Work instructions:
Output every entry exactly as written, but omit the pictures.

Material shown:
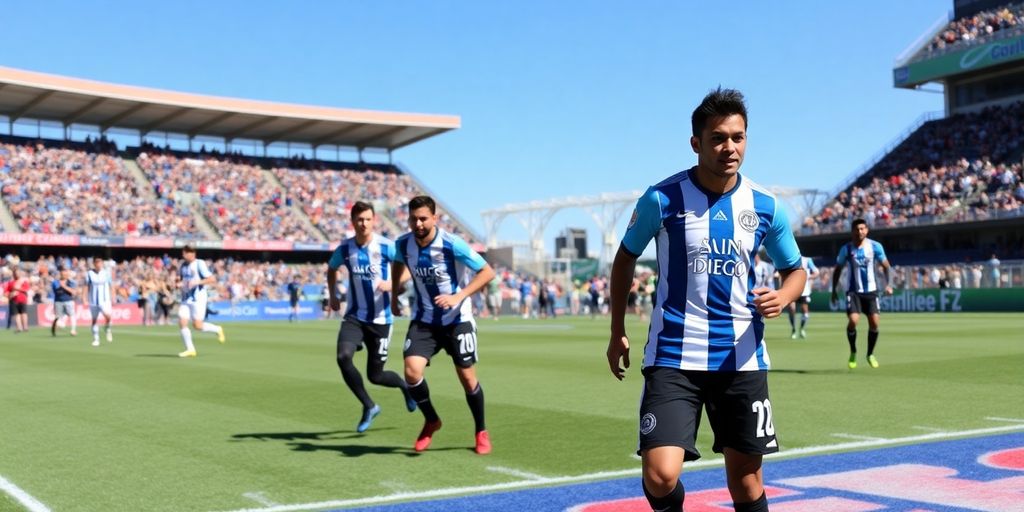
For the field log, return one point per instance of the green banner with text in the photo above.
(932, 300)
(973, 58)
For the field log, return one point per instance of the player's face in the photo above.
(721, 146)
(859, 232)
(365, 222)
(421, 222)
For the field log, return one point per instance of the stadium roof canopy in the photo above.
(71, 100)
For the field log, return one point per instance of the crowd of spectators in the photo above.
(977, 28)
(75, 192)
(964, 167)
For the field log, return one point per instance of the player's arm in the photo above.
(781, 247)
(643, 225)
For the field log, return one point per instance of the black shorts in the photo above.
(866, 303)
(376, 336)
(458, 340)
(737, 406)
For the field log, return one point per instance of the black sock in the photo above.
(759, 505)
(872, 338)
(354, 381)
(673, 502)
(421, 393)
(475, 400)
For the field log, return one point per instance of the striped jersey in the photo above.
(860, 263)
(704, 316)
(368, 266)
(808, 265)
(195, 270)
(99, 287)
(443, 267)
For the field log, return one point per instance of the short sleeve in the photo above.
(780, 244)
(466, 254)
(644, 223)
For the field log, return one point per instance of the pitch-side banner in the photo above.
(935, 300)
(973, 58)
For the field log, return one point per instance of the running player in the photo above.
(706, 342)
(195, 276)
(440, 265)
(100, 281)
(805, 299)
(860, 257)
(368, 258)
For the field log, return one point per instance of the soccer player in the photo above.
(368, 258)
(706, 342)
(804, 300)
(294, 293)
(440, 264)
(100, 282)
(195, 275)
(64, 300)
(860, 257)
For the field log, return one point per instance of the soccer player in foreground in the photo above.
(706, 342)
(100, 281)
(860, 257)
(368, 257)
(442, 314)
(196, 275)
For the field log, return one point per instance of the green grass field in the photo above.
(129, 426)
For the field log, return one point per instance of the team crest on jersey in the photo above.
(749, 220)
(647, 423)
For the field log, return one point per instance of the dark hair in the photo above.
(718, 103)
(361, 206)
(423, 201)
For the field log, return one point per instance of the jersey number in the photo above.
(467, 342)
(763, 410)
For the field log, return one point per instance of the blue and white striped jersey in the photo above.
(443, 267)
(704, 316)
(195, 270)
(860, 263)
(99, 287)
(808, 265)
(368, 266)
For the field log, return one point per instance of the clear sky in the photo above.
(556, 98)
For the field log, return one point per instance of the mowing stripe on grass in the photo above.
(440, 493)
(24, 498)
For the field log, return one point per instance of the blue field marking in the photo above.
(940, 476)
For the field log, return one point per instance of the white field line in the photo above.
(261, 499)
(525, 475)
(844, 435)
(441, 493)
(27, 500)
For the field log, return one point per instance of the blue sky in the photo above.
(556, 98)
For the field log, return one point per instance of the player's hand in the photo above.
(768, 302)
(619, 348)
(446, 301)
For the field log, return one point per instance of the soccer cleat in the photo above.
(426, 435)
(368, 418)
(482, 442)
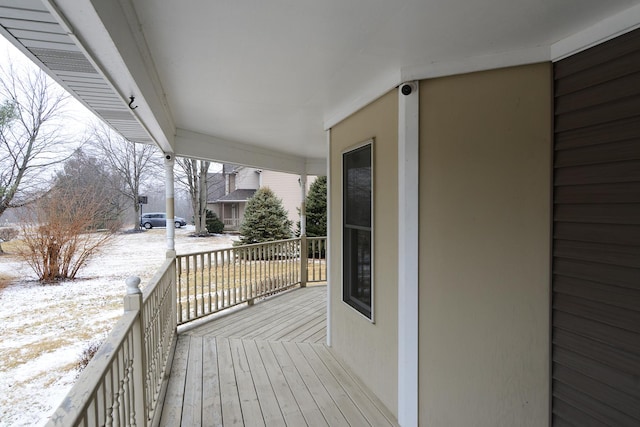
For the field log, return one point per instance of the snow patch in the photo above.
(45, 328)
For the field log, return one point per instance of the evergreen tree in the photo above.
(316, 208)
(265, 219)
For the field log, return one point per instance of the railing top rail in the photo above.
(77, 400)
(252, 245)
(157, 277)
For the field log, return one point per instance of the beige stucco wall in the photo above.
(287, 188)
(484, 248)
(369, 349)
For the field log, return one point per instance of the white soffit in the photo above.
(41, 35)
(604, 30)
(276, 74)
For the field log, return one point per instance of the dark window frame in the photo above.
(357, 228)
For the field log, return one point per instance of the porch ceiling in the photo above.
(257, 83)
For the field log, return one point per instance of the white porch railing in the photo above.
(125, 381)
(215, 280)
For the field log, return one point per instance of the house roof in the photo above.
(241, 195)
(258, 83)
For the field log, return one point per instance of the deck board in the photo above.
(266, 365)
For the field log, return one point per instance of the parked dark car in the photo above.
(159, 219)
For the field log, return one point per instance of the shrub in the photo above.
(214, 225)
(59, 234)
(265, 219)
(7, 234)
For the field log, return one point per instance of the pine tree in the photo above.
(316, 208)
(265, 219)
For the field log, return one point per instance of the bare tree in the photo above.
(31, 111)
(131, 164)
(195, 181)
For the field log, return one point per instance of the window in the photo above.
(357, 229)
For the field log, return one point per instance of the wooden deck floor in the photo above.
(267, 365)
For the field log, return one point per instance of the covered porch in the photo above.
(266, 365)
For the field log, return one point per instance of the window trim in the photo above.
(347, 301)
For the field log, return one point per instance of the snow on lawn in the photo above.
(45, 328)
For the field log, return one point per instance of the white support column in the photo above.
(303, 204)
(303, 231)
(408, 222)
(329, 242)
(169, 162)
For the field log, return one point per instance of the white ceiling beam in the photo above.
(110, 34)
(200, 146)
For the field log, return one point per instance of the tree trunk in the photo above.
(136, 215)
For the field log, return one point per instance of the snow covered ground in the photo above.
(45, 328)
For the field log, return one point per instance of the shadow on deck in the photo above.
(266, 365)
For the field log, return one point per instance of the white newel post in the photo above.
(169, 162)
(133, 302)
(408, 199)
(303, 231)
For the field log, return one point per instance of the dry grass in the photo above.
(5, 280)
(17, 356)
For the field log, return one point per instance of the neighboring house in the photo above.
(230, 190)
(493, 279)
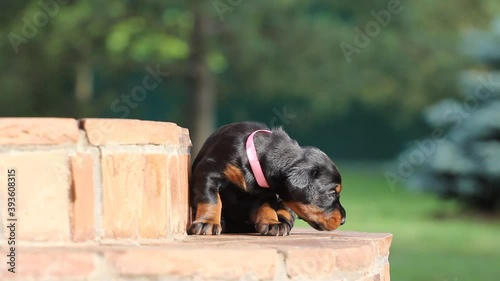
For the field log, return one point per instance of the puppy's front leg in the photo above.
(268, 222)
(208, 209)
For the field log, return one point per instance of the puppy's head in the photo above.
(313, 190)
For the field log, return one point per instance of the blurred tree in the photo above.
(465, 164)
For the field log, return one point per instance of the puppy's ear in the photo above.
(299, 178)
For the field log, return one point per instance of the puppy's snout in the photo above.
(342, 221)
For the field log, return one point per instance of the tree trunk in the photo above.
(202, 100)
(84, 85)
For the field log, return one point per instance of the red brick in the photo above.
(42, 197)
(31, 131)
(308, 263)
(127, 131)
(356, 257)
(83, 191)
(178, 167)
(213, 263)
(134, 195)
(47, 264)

Response to the task:
For the field log, return one point per instance of the green banner with text in the photo above.
(932, 300)
(973, 58)
For the field log, return one point per instance of the player's face in the photo above.
(721, 146)
(859, 232)
(365, 222)
(421, 222)
For the field log, return one point per instance of the stadium roof canopy in the photo above.
(71, 100)
For the field log, return one point per instance of the crowd of spectators in the photo above.
(977, 28)
(75, 192)
(964, 167)
For the field log, return one point per instance of the player's arm in the photo above.
(781, 247)
(643, 225)
For the field log, return one point per instance of the black shorts in the photo above.
(866, 303)
(376, 336)
(458, 340)
(737, 406)
For the field log, return one point per instance of the black sock in the photo above.
(759, 505)
(872, 338)
(354, 381)
(673, 502)
(421, 393)
(475, 400)
For the field log, return one point per instance of the striped jersey in the photo above.
(860, 263)
(704, 316)
(368, 266)
(808, 265)
(195, 270)
(99, 287)
(443, 267)
For the field log, return one point per instance of the short sleeve in the photo above.
(780, 244)
(466, 254)
(644, 223)
For the field log, return one point per instance of the pitch-side banner in the photo above.
(935, 300)
(973, 58)
For the field log, return one point per instance of the running player in the photo above.
(706, 342)
(195, 276)
(440, 265)
(100, 281)
(805, 299)
(860, 257)
(368, 258)
For the field log, return one point per instance of the soccer player in the photo above.
(368, 258)
(706, 342)
(804, 300)
(294, 293)
(440, 264)
(100, 282)
(195, 275)
(64, 300)
(860, 257)
For the field log, return one point per instance of the soccer player in foreground in the photo above.
(706, 342)
(100, 281)
(860, 257)
(368, 257)
(442, 314)
(196, 275)
For the field log, return one point per instance of the green grass field in the photo above.
(129, 426)
For the field log, return one point per instance of the team crest on jersey in the photo above.
(749, 220)
(647, 423)
For the field log, return one point per instance of the dark hair in the photo above.
(718, 103)
(361, 206)
(423, 201)
For the field log, return one point per instance of the jersey number in the photo above.
(467, 342)
(763, 410)
For the field log, return one point per instance of the blue and white striped jersey in the photo above.
(443, 267)
(704, 316)
(195, 270)
(860, 263)
(99, 287)
(808, 265)
(368, 266)
For the field log, return one point per instance of the clear sky in the photo above.
(556, 98)
For the field log, return one point per instance of the mowing stripe on grass in the photo above.
(440, 493)
(24, 498)
For the field log, return one point per instance of the blue field marking in the photo above.
(940, 476)
For the field log, return one point per instance of the white field line in the photo above.
(261, 499)
(525, 475)
(844, 435)
(441, 493)
(27, 500)
For the field log, return one point per instance of the blue sky in the photo above.
(556, 98)
For the field log, return one point per instance of the player's hand in the photo above.
(768, 302)
(619, 348)
(446, 301)
For the field log, return one point per instance of the soccer cleat in the photo above.
(426, 435)
(368, 418)
(482, 442)
For the field log, return one point per instance of the snow patch in the photo above.
(45, 328)
For the field log, return one point per instance of the evergreen tree in the photo above.
(316, 208)
(265, 219)
For the field log, return one point per instance of the railing top rail in the photo above.
(77, 400)
(252, 245)
(157, 277)
For the field log, return one point per instance of the beige stucco wall in the photo above.
(287, 188)
(484, 248)
(369, 349)
For the field log, return one point per instance of the white soffit in the photo above.
(41, 35)
(604, 30)
(276, 74)
For the field log, return one point per instance of the dark window frame in the photo above.
(357, 228)
For the field log, return one point per instance of the porch ceiling in the photo above.
(257, 83)
For the field log, return one point per instance of the white porch railing in the photo above.
(125, 381)
(215, 280)
For the field log, return one point per instance of the house roof in the photo above.
(241, 195)
(258, 83)
For the field log, return one point per instance of the deck board in the photo above.
(266, 365)
For the field log, return one point per instance of the parked dark car in the photo above.
(159, 219)
For the field log, return one point per instance of the shrub in the photo above.
(214, 225)
(59, 234)
(265, 219)
(7, 234)
For the field log, return one point per instance of the pine tree in the photo above.
(316, 208)
(265, 219)
For the field log, return one point per instance of the bare tree in the photo above.
(31, 111)
(131, 164)
(195, 181)
For the field log, return one point per instance of the window in the photo above.
(357, 229)
For the field log, return one point per instance of the wooden deck floor in the photo above.
(267, 365)
For the field log, return one point per instance of the covered porch in the photo above.
(266, 365)
For the field log, return one point per instance of the window trim in the photo above.
(347, 301)
For the field log, return one point per instance of the snow on lawn in the photo above.
(45, 328)
For the field log, return one point per instance of the white support column in the photo above.
(303, 204)
(303, 231)
(408, 222)
(329, 242)
(169, 162)
For the field log, return one point per instance of the white ceiling beam in the photo above.
(110, 34)
(200, 146)
For the field log, return one point per instance of the tree trunk in the photo above.
(136, 215)
For the field log, return one point per instance of the snow covered ground in the photo above.
(45, 328)
For the field log, return one point per instance of the shadow on deck in the photo above.
(266, 365)
For the field log, return one point per instance of the white newel post in the photo above.
(169, 162)
(133, 302)
(408, 199)
(303, 231)
For the field log, return one point per instance of the dry grass in the photo above.
(5, 280)
(17, 356)
For the field log, return one point per instance of the neighboring house in the photo above.
(230, 190)
(493, 279)
For the field log, return one point per instance of the puppy's front leg in the photo above.
(268, 222)
(208, 209)
For the field log, return one point per instance of the puppy's head in the photo above.
(313, 190)
For the field log, return one point per instance of the blurred tree in the photo above.
(465, 164)
For the field log, return one point per instance of the puppy's ear in the photo above.
(299, 178)
For the field log, return one point per instance of the puppy's snout in the photo above.
(342, 221)
For the field log, return one point per instance of the tree trunk in the photo above.
(202, 100)
(84, 85)
For the field log, return one point per instance of the red brick in the photo above.
(42, 197)
(31, 131)
(308, 263)
(127, 131)
(356, 257)
(83, 191)
(178, 167)
(213, 263)
(134, 195)
(47, 264)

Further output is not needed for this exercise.